AANGELEVERDE TEKST:
========

GR Week 1a Flashcards
De hoofdregel van art. 3:276 BW is dat de schuldeiser zijn vordering kan verhalen op alle goederen (zaken + vermogensrechten) van zijn schuldenaar. De vijf deelregels zijn:
- De schuldeiser komt m.b.t. zijn vordering een verhaalsrecht toe en – omgekeerd – de goederen van de schuldenaar zijn uitwinbaar voor diens schulden;
- Alle goederen van de schuldenaar zijn uitwinbaar;
- De schuldeiser is vrij in de keuze van het goed/goederen waarop hij
verhaal wil zoeken; - Goederen zijn slechts uitwinbaar voor zover ze tot het vermogen van
de schuldenaar horen; - Aan iedere schuldeiser komt het recht toe om verhaal te nemen
Wijze van verhaalsuitoefening: Buiten Faillissement
Art. 430 e.v Rv – executoriaal beslag
Vereist is een executoriale titel (vonnis/notariële akte)
Wijze van verhaalsuitoefening: in Faillissement
Geen zelfstandige mogelijkheid om verhaal uit te oefenen ex 33 Fw, Het gaat o.g.v. 108 e.v. Fw
Niet voor uitwinning vatbare goederen
Verhaalsrecht, tenzij… overeenkomst of wet.
Bed, beddengoed, levensmiddelen (art. 447 / 448 Rv)
Beslagvrije voet (art. 475a-e Rv)
Deze regels zijn van dwingend recht.

========

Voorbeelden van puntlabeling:

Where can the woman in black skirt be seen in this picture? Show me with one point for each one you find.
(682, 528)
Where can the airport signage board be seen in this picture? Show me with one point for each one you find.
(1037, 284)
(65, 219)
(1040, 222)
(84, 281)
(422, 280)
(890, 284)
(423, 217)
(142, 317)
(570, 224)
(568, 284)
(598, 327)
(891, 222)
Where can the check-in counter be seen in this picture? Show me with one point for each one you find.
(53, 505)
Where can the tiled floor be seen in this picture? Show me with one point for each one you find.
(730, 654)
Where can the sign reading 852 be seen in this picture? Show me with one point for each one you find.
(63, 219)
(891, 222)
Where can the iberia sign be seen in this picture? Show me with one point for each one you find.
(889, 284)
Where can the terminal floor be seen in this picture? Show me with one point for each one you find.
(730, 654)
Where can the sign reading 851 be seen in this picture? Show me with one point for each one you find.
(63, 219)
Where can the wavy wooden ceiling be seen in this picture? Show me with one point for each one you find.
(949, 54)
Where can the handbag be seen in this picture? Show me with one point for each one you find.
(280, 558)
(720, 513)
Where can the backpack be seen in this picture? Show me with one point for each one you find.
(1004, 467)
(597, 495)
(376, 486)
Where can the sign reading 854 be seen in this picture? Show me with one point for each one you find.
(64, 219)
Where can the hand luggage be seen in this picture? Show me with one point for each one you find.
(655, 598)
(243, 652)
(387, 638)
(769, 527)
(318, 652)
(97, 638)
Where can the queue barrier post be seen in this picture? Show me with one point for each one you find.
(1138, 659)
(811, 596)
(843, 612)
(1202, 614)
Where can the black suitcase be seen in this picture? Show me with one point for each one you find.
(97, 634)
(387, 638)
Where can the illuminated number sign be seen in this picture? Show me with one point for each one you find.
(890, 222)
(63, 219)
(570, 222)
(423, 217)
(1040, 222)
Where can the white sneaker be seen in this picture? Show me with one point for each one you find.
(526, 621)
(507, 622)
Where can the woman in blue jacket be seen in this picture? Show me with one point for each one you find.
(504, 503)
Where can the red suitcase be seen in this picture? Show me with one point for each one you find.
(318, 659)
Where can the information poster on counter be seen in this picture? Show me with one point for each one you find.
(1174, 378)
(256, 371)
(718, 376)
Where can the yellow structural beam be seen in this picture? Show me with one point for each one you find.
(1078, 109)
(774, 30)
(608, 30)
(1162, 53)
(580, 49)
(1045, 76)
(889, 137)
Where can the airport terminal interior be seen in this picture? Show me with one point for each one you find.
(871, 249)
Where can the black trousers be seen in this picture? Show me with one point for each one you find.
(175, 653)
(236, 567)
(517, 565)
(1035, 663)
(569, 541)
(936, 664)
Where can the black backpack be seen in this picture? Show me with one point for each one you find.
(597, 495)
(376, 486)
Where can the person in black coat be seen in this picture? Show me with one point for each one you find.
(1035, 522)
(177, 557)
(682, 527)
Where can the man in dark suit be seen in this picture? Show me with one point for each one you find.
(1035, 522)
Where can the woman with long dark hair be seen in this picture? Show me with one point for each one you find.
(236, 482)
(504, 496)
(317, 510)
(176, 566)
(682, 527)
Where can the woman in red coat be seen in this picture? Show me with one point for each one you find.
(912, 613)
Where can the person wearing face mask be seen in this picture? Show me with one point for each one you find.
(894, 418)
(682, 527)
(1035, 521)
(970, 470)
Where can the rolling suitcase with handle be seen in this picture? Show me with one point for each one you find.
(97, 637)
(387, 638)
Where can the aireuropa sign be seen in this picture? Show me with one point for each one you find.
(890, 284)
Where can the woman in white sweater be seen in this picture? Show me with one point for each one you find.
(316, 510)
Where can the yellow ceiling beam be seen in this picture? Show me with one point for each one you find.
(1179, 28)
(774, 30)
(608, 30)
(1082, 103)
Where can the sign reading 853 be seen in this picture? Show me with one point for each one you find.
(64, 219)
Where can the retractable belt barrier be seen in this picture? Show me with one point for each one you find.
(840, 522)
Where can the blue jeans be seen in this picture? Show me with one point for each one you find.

========

GESTELDE OPDRACHT A: Vat de flashcards over verhaalsrecht samen in twee zinnen.
GESTELDE OPDRACHT B: Schrijf uit de flashcards over verhaalsrecht letterlijk alles over vanaf "Wijze van verhaalsuitoefening: in" tot en met "van dwingend recht.".
GESTELDE OPDRACHT C: Hervat de flashcards over verhaalsrecht vanaf het punt waar ze eindigen.

SCHRIFTELIJK ANTWOORD A: Volgens de hoofdregel van art. 3:276 BW kan de schuldeiser zijn vordering verhalen op alle goederen van zijn schuldenaar, en die regel valt uiteen in vijf deelregels, waaronder de vrije keuze van de schuldeiser van het goed waarop hij verhaal wil zoeken. Buiten faillissement geschiedt verhaal door executoriaal beslag (art. 430 e.v. Rv), waarvoor een executoriale titel vereist is, in faillissement bestaat geen zelfstandige mogelijkheid tot verhaal, en bepaalde goederen, zoals bed, beddengoed en levensmiddelen, zijn niet voor uitwinning vatbaar.

SCHRIFTELIJK ANTWOORD B:
Wijze van verhaalsuitoefening: in Faillissement
Geen zelfstandige mogelijkheid om verhaal uit te oefenen ex 33 Fw, Het gaat o.g.v. 108 e.v. Fw
Niet voor uitwinning vatbare goederen
Verhaalsrecht, tenzij… overeenkomst of wet.
Bed, beddengoed, levensmiddelen (art. 447 / 448 Rv)
Beslagvrije voet (art. 475a-e Rv)
Deze regels zijn van dwingend recht.

SCHRIFTELIJK ANTWOORD C:
Wat is voorrang?
De paritas creditorum geldt slechts voor zover er geen door de wet erkende redenen van voorrang bestaan. Voorrang verschaft aan een schuldeiser het recht om, in geval van samenloop van verhaalsrechten, bij de verdeling uitbetaald te krijgen voor de concurrente schuldeisers.
Deze uitzondering op de regel wordt beperkt tot de door de wet erkende redenen van voorrang. Art. 3:278 lid 1 BW bepaalt dat voorrang voortvloeit uit pand, hypotheek en voorrecht en uit andere in de wet aangegeven gronden.
Andere in de wet aangegeven gronden zijn:
Art. 3:282 lid 1 BW
Art. 3:264 lid 7 BW
Art. 3:290 BW (retentierecht)
Welke partijen hebben voorrang volgens art. 3:278 lid 1 BW ?
Art. 3:278 lid 1 BW bepaalt dat voorrang voortvloeit uit pand, hypotheek en voorrecht en uit andere in de wet aangegeven gronden.
Andere in de wet aangegeven gronden zijn:
Art. 3:282 lid 1 BW
Art. 3:264 lid 7 BW
Art. 3:290 BW (retentierecht)
Kwaliteitsrekening of derdenrekening
Betaalt de schuldenaar op een bankrekening van een tussenpersoon, dan gaat het daarop bijgeschreven bedrag behoren tot het vermogen van die tussenpersoon. Het gesaldeerde staat bloot aan verhaal door de schuldeisers van die tussenpersoon (art. 3:276 BW).
Wat betekent het feit dat pand en hypotheekhouders separatisten zijn?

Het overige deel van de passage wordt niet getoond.